GIVEN PASSAGE.
>> Begin

There’s the handcrafted heart, a nod to Mary Shelly’s Frankenstein, one of the ancestors in literature that paved the way for Steampunk as we know it. What’s interesting is that the heart reveals information about the areas in which the player travels to, something which wouldn’t be out of place in an Edgar Allan Poe poem. Runes carved from Whale bones, which could be a nod to Bram Stoker who was said to have written Dracula in Whitby England known for its Whale bones and strong gothic culture, and quaint little Dracula museum.
There’s mention of Lovecraft’s Deep Ones, although it’s interesting to see the tables turned with the cosmic horrors butchered in the name of industry. Anthropomorphised fish can be seen through the game, alluding to the problems surrounding humanity and its desire to reach new heights, which helps Dishonoured lend a little gravity to the Cyber Punk roots that spawned the genre.

>> End

ITEMS.
>> Begin

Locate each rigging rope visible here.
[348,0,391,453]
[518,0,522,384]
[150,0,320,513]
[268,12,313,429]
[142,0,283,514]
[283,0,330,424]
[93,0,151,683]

>> End

WHAT IS ASKED.
- 1) In the passage on Dishonoured, what are the runes carved from?
- 2) Gather every line of the records that contains the word "visible".
The records are unrelated to the passage.

EXPECTED RESPONSES.
- 1) Whale bones.

- 2)
Locate each rigging rope visible here.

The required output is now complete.